The General Will

Company Name: The General Will

Established 1971

Founders: John Cudmore, Greg Philo, Michele Ryan. In 1971, the company consisted of John Cudmore, Brian Hibbard, Alan Hulse and Michelle Ryan, with Janet Kelley as the administrator.

Reason: To perform political plays

Current Status: Disbanded 1977 because of funding cut

Area of WorkPolitical, later (1975 onwards) Gay and Lesbian, community

Policy: (1971) To perform shows about contemporary political issues in both theatre and non-theatre environments with a belief that theatre had an important role to play in radical political propaganda. In certain contexts it is stated that the company was set up to perform the plays of David Edgar, but while they were central to the first period, this was never exclusively so. The company was reconstituted in 1975. To have a political base in the lesbian and gay community. The General Will was committed to the active support of all oppressed groups. Company statements in the Alternative Theatre Directory at this period state that policy was: ‘To promote community theatre, i.e. theatre from the community, by the community, and for the community. ‘Communities’ are defined not as geographical areas, but as groups with shared experience and interests.’

Structure: Collective

Based: 9 Apsley Villas Bradford, 6; 23 Blenheim Road, Bradford BD8 7LH

Funding: Yorkshire Arts Association, Arts Council of Great Britain

Performance venues: Clubs, community centres, pubs, schools

Audiences: Trade unions, political groups, students, youth, tenants, gay, lesbian. Alternative Theatre Directory statements post-1975 state that the company ‘Usually played to female, gay, and black groups, but would play to anyone who requested them’

Please see The General Will People for information about our interviews with company members in 2013.

Company work and process
1971-74
The General Will emerged from Bradford’s booming cultural scene in the early 1970s. Albert Hunt ran a drama group at the College of Art and promoted large scale events such as the staging of the Russian Revolution in the streets of Bradford. Chris Parr, previously of Brighton Combination and by now a Fellow in Theatre at Bradford University, promoted new writers and paid them to write for the student drama group. David Edgar, a local journalist and drama graduate reviewed university plays and became known in the local theatre and political circles. Chris Parr encouraged him to write for the Bradford student drama group and from this The General Will was formed.

[A run of records]

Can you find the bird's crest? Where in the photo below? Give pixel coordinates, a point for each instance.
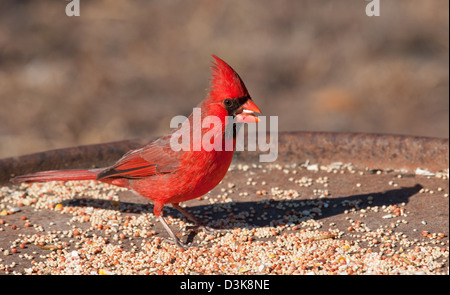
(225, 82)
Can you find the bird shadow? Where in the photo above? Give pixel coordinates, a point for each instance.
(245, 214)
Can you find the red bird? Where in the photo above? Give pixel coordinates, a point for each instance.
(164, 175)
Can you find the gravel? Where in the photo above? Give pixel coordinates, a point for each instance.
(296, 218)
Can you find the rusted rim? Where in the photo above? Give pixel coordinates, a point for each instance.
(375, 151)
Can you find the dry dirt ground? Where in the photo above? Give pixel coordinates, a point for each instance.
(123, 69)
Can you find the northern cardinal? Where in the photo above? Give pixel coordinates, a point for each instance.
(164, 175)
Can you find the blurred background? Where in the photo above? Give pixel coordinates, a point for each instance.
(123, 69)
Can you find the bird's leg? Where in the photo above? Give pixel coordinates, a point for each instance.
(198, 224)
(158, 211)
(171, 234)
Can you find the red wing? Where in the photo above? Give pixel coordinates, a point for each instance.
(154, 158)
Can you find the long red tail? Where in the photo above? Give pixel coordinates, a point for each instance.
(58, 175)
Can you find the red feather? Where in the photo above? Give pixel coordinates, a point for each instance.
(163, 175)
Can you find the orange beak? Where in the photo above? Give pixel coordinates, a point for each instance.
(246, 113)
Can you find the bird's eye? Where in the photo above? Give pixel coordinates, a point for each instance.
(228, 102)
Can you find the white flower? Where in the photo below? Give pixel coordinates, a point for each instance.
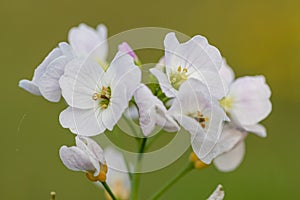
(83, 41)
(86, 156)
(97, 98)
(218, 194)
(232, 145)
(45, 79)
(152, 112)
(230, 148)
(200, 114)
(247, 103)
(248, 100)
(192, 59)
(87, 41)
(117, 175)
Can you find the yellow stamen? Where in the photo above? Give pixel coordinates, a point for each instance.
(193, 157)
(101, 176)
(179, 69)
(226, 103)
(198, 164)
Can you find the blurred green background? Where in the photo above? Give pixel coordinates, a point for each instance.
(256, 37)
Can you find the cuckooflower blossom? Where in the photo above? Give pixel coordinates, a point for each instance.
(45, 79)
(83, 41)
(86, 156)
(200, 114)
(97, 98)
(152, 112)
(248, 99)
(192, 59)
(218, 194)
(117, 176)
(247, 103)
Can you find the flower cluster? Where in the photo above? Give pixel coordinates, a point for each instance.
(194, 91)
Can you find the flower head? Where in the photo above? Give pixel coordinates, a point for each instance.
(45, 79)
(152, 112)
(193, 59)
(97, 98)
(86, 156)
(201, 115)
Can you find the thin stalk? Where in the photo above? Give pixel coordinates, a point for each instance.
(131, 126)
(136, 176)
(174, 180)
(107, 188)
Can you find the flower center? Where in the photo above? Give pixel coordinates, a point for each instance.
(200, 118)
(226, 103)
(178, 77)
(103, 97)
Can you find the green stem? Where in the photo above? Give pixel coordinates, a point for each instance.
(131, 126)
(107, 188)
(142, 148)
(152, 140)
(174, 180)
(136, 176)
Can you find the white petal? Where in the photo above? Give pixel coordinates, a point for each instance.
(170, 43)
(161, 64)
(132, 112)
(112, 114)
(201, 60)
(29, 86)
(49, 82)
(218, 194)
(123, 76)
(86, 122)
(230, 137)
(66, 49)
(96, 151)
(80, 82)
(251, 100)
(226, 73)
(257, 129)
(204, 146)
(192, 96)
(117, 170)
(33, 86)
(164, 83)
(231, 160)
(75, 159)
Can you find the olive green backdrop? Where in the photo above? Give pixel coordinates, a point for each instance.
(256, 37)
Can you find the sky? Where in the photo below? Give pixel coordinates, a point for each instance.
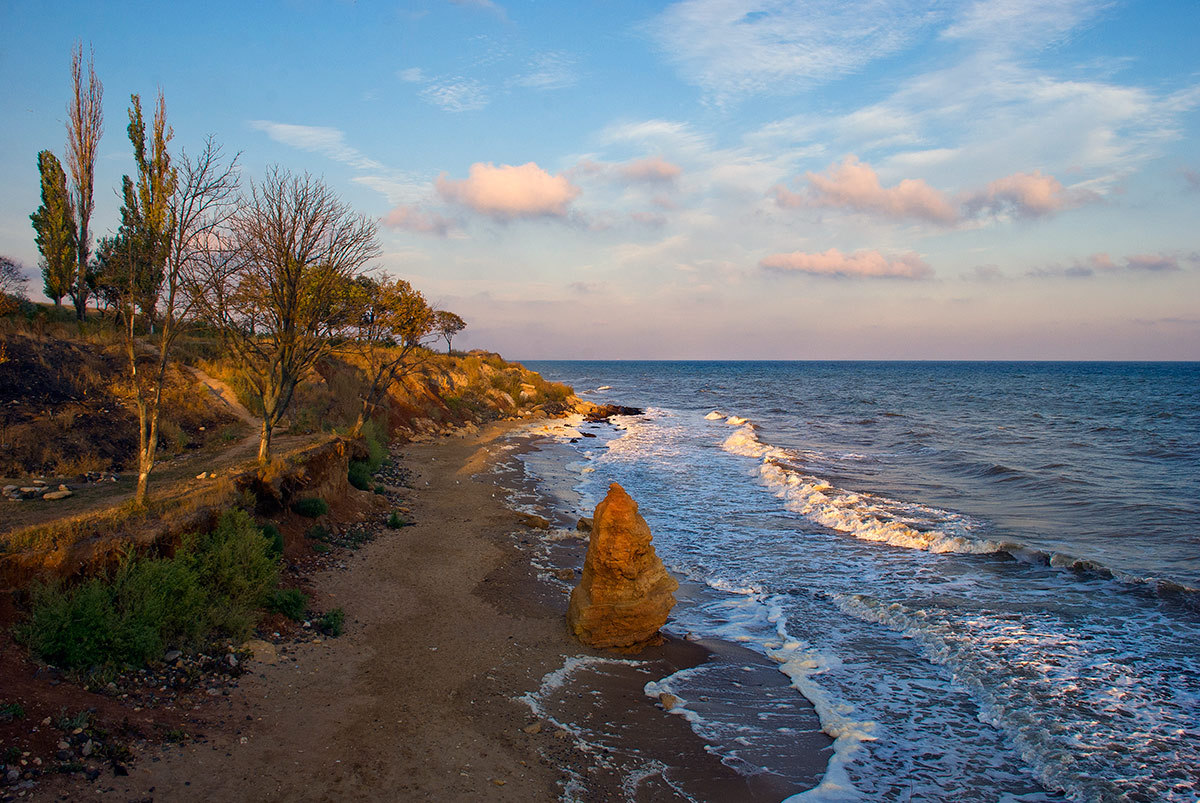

---

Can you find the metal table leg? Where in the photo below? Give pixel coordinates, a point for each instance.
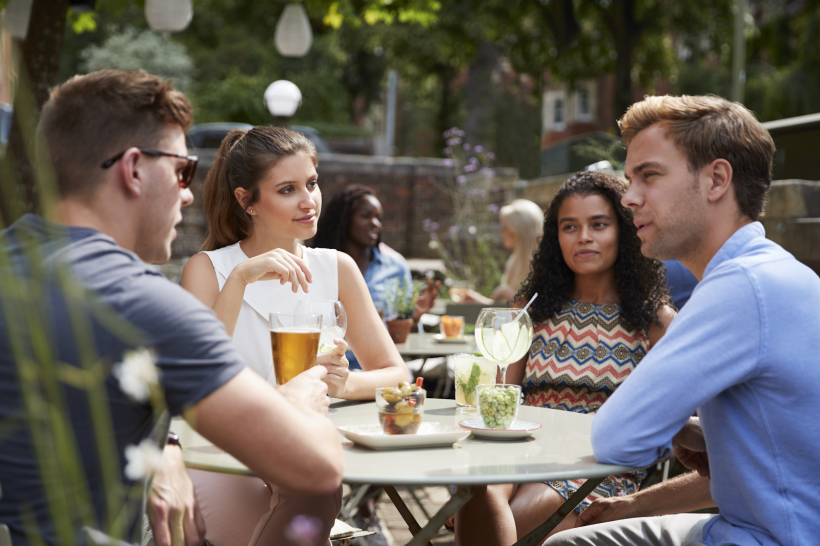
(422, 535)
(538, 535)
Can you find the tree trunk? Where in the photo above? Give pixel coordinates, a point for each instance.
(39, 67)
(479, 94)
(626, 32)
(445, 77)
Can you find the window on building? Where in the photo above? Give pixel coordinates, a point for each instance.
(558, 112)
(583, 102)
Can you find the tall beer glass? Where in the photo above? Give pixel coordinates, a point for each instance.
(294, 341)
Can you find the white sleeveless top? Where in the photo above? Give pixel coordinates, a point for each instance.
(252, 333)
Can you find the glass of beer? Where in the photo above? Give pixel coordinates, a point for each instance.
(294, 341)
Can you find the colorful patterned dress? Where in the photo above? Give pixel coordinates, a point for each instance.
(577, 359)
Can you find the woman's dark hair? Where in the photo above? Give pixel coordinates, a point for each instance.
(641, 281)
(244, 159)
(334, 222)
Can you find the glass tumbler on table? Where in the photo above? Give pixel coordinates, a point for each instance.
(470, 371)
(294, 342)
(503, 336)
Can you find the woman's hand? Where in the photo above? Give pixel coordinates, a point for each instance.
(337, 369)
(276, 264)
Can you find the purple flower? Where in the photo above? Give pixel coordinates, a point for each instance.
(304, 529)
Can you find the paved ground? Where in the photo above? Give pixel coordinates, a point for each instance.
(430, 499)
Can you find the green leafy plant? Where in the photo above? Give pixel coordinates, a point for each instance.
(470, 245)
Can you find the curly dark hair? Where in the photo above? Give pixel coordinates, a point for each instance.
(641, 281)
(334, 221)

TO-DO LIST:
**1.** Set down word for word the part of the text on The General Will that opens with the words containing "Established 1971" and closes with "as the administrator.".
**2.** Switch "olive green" to "dark green" in the part of the records that opens with the line containing "Can you find the white petal?" and closes with the line containing "Can you find the sky?". Give only those lines, both end lines included, with everything else unchanged.
The text and the records come from separate, unrelated sources.

SOLUTIONS TO THE EXERCISE:
**1.**
Established 1971

Founders: John Cudmore, Greg Philo, Michele Ryan. In 1971, the company consisted of John Cudmore, Brian Hibbard, Alan Hulse and Michelle Ryan, with Janet Kelley as the administrator.

**2.**
Can you find the white petal? Where in the photo above? Give pixel coordinates, a point for each instance.
(170, 43)
(161, 64)
(132, 112)
(112, 114)
(201, 60)
(29, 86)
(49, 82)
(218, 194)
(123, 76)
(86, 122)
(230, 137)
(66, 49)
(96, 151)
(80, 82)
(251, 100)
(226, 73)
(257, 129)
(204, 146)
(192, 96)
(117, 170)
(33, 86)
(164, 83)
(231, 160)
(75, 159)
Can you find the dark green backdrop? Where in the photo above? Give pixel coordinates, a point for each instance.
(256, 37)
Can you find the sky? Where in the photo below? Give pixel coordinates, a point for each instance.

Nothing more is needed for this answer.